EXERCISE DESCRIPTION
Write out the full listing again, exactly as it stands.

··········

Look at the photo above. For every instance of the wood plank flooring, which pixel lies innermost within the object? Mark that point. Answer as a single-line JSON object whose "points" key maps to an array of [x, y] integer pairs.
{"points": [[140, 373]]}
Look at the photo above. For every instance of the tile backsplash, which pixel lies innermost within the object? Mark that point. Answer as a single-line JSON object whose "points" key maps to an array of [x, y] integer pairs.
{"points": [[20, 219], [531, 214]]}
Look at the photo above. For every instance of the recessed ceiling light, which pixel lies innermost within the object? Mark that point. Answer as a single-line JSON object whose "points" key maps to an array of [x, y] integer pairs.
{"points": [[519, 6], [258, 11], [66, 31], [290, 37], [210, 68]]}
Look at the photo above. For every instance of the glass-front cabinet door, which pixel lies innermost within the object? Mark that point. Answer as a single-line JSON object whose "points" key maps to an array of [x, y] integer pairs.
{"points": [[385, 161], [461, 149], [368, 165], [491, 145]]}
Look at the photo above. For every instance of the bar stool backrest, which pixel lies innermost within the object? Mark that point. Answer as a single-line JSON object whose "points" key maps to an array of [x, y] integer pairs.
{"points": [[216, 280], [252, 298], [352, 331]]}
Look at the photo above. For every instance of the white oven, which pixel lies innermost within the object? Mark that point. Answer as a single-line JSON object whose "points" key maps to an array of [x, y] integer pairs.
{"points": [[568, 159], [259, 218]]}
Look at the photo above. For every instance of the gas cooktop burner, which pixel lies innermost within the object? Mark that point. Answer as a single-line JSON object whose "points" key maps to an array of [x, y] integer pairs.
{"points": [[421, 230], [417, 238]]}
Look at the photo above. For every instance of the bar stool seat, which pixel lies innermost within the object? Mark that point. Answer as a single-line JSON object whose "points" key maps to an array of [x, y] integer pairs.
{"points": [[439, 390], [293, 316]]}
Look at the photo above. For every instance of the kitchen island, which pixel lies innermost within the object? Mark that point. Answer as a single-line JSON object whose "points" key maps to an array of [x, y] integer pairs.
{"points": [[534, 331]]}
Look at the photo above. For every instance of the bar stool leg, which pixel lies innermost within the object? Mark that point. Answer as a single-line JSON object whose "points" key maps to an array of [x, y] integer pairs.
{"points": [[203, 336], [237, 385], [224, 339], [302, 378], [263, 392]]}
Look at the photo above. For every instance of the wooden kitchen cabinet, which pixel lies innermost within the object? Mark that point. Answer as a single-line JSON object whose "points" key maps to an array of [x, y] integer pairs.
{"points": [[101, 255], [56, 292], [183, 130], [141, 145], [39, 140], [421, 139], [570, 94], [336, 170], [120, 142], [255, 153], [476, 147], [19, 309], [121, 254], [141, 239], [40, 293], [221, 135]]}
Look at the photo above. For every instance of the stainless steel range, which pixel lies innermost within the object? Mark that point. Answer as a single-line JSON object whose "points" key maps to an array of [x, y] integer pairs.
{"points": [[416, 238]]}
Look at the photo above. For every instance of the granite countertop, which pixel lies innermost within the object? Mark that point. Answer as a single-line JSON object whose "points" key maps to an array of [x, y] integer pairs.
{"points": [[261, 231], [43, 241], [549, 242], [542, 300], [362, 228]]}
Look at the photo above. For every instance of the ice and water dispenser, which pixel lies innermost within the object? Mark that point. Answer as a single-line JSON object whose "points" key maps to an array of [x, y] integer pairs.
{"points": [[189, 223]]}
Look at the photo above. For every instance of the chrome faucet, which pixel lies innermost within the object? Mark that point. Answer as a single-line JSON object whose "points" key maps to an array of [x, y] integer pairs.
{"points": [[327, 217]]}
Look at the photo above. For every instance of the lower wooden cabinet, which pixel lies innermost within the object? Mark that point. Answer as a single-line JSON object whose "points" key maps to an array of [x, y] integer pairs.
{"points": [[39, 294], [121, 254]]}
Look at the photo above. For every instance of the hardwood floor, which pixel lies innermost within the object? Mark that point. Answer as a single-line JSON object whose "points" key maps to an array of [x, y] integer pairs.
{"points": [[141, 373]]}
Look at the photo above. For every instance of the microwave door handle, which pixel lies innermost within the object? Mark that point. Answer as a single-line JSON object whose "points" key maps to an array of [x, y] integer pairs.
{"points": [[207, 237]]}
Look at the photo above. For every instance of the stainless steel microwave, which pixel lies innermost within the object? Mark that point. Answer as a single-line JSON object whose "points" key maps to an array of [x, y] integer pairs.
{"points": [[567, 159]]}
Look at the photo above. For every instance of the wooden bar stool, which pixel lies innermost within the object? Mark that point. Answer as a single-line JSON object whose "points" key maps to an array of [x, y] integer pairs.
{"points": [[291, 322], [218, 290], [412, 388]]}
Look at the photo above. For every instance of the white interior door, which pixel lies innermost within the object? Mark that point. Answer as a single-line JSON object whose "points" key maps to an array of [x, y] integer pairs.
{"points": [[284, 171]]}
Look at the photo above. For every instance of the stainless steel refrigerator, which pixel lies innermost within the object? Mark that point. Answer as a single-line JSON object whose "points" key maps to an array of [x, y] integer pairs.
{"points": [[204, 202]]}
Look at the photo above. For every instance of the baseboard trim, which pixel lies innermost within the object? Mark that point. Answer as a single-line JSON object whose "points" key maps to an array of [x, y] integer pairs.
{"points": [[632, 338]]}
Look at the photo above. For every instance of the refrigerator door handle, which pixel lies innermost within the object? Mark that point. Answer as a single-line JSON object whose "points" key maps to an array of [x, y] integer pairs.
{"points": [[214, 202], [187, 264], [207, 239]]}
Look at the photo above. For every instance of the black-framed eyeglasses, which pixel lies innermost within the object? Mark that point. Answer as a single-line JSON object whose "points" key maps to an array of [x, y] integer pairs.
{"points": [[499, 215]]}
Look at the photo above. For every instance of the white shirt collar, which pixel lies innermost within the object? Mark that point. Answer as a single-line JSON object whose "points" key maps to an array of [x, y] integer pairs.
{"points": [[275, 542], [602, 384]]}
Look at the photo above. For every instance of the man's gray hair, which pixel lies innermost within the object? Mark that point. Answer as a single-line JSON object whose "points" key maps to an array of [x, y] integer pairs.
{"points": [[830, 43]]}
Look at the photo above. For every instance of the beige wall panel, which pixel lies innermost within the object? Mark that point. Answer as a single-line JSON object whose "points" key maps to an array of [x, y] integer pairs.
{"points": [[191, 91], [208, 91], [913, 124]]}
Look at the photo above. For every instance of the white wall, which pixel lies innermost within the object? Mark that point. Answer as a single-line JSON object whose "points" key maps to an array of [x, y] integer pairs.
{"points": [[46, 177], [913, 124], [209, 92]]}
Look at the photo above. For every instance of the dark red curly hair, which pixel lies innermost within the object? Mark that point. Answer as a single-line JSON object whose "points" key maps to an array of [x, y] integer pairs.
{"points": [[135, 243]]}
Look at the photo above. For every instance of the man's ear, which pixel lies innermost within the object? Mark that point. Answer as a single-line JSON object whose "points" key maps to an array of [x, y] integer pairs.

··········

FULL RESPONSE
Look at the photo above. For every instance of the wood plank flooring, which pixel lies innermost within the object? Mark that point. Answer as a single-line JSON object whose "points" key maps to an array of [x, y] integer pairs.
{"points": [[140, 373]]}
Look at the photo above. For every instance of the tile backsplash, which pixel lies innermost within the object? Mark that point. Answer as a single-line JSON object whose "points" key maps to an array of [x, y] integer pairs.
{"points": [[20, 219], [531, 214]]}
Look at the photo above. For every instance of the recessed ceiling light, which pixel lies innermost within the object? Mark that point. Answer as a single-line JSON object whose "points" key maps to an array of [x, y] integer pairs.
{"points": [[519, 6], [258, 11], [66, 31], [290, 37], [210, 68]]}
Look at the photo above. For every instance of the glass-front cabinet door, which pixel lies innermost within the object? Mark that point. Answer as a single-line JSON object whose "points" key maps to an array of [x, y] integer pairs.
{"points": [[385, 161], [461, 149], [368, 165], [491, 145]]}
Look at the photo above. For every instance of the bar stool backrest, which pixel lies innermost within the object? Mark that point. Answer as a single-line JSON object whose "points" key maps to an array of [x, y] integer pairs.
{"points": [[216, 280], [252, 298], [352, 331]]}
Look at the photo above. For every instance of the white oven, which pixel lies innermost within the object? Mark that point. Answer as a single-line JSON object whose "points" key maps to an array of [x, y] integer pairs.
{"points": [[568, 159], [259, 218]]}
Look at the photo above. For every instance of the gas cooktop burner, which pixel lies innermost within the object? Mark that point. Answer as a single-line JSON object whose "points" key maps to an array of [x, y] integer pairs.
{"points": [[421, 230], [417, 238]]}
Look at the photo above. For every instance of the bar stool seat, which pixel lies innermost within the object? Mark that point. Answer as a single-line JSON object whose "points" key maps to an array of [x, y] integer pairs.
{"points": [[439, 390], [293, 316]]}
Look at the photo above. For every instance of the kitchen island, which pixel lies innermost within the object? Mark that point. Answer as a single-line JSON object whose "points" key maps to an array of [x, y] integer pairs.
{"points": [[534, 331]]}
Look at the photo above. For every instance of the bar stool leg, which pixel lies innermost within the object? Mark that point. Answer as a single-line JSON object whose "points" key maps to an array of [x, y] integer pairs.
{"points": [[203, 336], [237, 385], [224, 339], [302, 378], [263, 392]]}
Look at the photo above. For every instance of the wooden kitchen cabinet, which pixel lies innermost within the object? Mark that point. Answer as a single-line JSON object whose "points" key maps to an array of [x, y] integer pairs.
{"points": [[101, 255], [56, 292], [183, 130], [141, 145], [39, 140], [421, 139], [570, 94], [336, 170], [120, 142], [255, 153], [476, 147], [19, 309], [121, 254], [141, 239], [40, 293], [221, 135]]}
Look at the photo above. For every instance of the stainless steel range, which pixel lies innermost within the object? Mark that point. Answer as a single-line JSON object whose "points" key maps to an array of [x, y] integer pairs.
{"points": [[416, 238]]}
Look at the photo above. For every instance of the granite countertop, which pixel lies innermost within the object? Mark that point. Answer as a single-line JSON object whose "points" key maps to an array of [x, y] integer pairs.
{"points": [[261, 231], [43, 241], [549, 242], [542, 300], [362, 228]]}
Look at the photo above. For every instance of the ice and water dispenser, which pixel lies innermost within the object? Mark that point. Answer as a single-line JSON object whose "points" key maps to an array of [x, y] integer pairs.
{"points": [[189, 223]]}
Look at the photo above. For every instance of the chrome faucet, which pixel lies innermost within the object? Mark that point. Answer as a single-line JSON object whose "points" key maps to an array of [x, y] integer pairs.
{"points": [[327, 217]]}
Look at the photo above. For every instance of the lower wooden cabinet, which pixel lies innermost within the object? Mark that point. Answer as a single-line JSON object whose "points" key maps to an array of [x, y] integer pairs.
{"points": [[39, 294], [121, 254]]}
Look at the photo above. For every instance of the hardwood floor, which pixel lies innermost within the object? Mark that point. Answer as a single-line JSON object whose "points" key maps to an array of [x, y] integer pairs.
{"points": [[141, 373]]}
Look at the photo above. For every instance of the microwave door handle, which pixel lies innermost within the object? Mark that point. Answer as a single-line JSON object whose "points" key maps to an array of [x, y] integer pairs.
{"points": [[207, 237]]}
Look at the photo above. For every instance of the stainless steel microwave, which pixel lies innermost within the object? Mark that point. Answer as a single-line JSON object whose "points" key maps to an array of [x, y] integer pairs.
{"points": [[567, 159]]}
Look at the photo above. For every instance of the wooden bar stool, which pixel lies innermost within the object? Mark that point. Answer as a single-line JSON object whose "points" key maps to an array of [x, y] integer pairs.
{"points": [[291, 322], [218, 290], [412, 388]]}
Look at the photo above. For every instance of the white interior door, which pixel lies innermost within the object? Mark that point. Answer as a single-line JSON object whose "points" key maps to an array of [x, y] integer pairs.
{"points": [[284, 171]]}
Look at the photo above. For every instance of the stainless steel refrigerator, which pixel lies innermost within the object? Mark that point. Answer as a single-line JSON object whose "points" key maps to an array of [x, y] integer pairs.
{"points": [[204, 202]]}
Look at the photo above. For every instance of the baseboard trim, which pixel lies innermost within the object? Mark that point. Answer as a single-line JSON object whose "points" key maps to an array of [x, y] integer pairs.
{"points": [[632, 338]]}
Look at the photo above. For every instance of the refrigerator door handle, which pixel lies innermost within the object? Mark that point. Answer as a single-line JSON object whose "points" key maps to an array of [x, y] integer pairs.
{"points": [[214, 202], [187, 264], [207, 239]]}
Look at the photo above. For every instance of the black-framed eyeglasses, which pixel lies innermost within the object? Mark that point. Answer as a single-line JSON object whose "points" key maps to an array of [x, y] integer pairs.
{"points": [[499, 215]]}
Look at the photo above. For every instance of the white shirt collar, which pixel lies innermost within the object? Mark that point. Answer as a single-line JSON object whose "points" key maps to an array of [x, y] integer pairs.
{"points": [[275, 542], [602, 384]]}
Look at the photo above. For every instance of the man's gray hair, which pixel lies innermost within the object? Mark that point. Answer as a single-line JSON object whose "points" key maps to an array of [x, y] integer pairs.
{"points": [[830, 43]]}
Look at the photo above. For every instance of the beige wall panel, which pixel lies innermost within the object? Mark that point. Answer as a single-line JSON object whose "points" key maps to an array of [x, y] integer pairs.
{"points": [[191, 91], [208, 91], [913, 124]]}
Look at the photo above. For every instance of the white wall, which pixel lies innermost within the object? Mark that point. Answer as a single-line JSON object whose "points" key maps to an array of [x, y] integer pairs.
{"points": [[46, 177], [913, 124], [209, 92]]}
Look at the photo above. For every instance of the dark red curly hair, which pixel lies innermost within the object? Mark that point. Answer as a single-line JSON object whose "points" key maps to an array of [x, y] integer pairs.
{"points": [[135, 243]]}
Look at the photo above. For every instance of the man's ear, which pixel lies innermost within the object? Mark that point. Answer as a single-line JSON object whose "points" key maps to an array of [x, y] integer pairs.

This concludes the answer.